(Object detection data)
+++

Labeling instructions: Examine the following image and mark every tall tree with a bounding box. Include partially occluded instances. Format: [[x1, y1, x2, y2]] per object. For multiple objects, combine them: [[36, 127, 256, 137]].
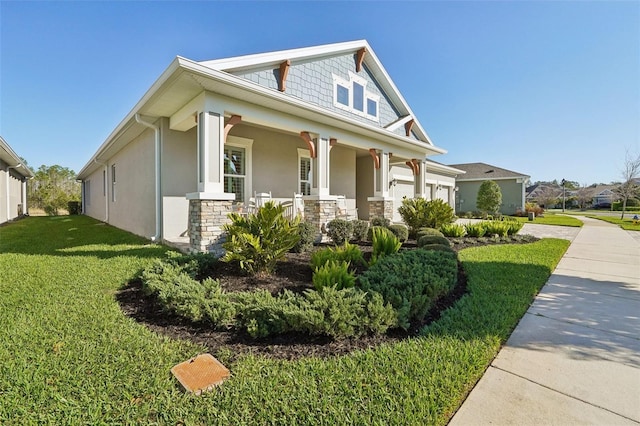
[[28, 164, 80, 215], [616, 149, 640, 219], [476, 180, 502, 214]]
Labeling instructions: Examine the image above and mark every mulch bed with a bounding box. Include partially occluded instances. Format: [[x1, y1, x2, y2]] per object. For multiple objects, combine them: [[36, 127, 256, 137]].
[[116, 238, 536, 362]]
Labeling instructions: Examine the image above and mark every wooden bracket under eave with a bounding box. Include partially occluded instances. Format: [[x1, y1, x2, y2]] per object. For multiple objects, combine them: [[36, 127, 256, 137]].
[[224, 115, 242, 143], [369, 148, 380, 169], [404, 118, 414, 137], [300, 132, 316, 158], [278, 59, 291, 92], [356, 47, 367, 72]]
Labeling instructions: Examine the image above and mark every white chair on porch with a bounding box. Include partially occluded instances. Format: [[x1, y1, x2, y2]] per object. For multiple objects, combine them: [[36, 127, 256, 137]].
[[336, 195, 358, 220]]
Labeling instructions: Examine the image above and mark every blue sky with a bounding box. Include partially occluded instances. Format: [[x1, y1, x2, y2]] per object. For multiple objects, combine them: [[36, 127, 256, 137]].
[[0, 0, 640, 184]]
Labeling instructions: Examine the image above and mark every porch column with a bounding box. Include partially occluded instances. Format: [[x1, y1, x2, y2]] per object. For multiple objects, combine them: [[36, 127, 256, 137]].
[[311, 137, 331, 198], [187, 111, 235, 254], [367, 149, 394, 220], [411, 159, 427, 198]]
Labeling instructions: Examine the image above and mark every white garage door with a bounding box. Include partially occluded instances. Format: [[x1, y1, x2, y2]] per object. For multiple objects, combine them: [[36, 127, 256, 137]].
[[392, 181, 414, 222]]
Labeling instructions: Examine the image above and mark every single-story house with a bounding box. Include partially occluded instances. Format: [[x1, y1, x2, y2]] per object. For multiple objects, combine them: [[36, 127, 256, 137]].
[[78, 40, 455, 251], [0, 136, 33, 223], [449, 163, 530, 215]]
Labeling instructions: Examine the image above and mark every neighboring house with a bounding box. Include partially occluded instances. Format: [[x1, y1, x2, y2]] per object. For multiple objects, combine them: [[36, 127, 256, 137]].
[[592, 185, 620, 208], [0, 136, 33, 223], [78, 40, 458, 251], [449, 163, 529, 215]]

+++

Rewrite the rows from the line with "mark every mulch" to the line with "[[116, 238, 536, 362]]", renaming "mulch bed" to "flower bed" and leaving everything else unchanged.

Labeling instructions: Examine the image above and mark every flower bed with a bounding box. Include partially occluded instances. Format: [[x1, y1, x2, y2]] per object. For multiple objects, combine them: [[36, 127, 256, 137]].
[[116, 238, 536, 362]]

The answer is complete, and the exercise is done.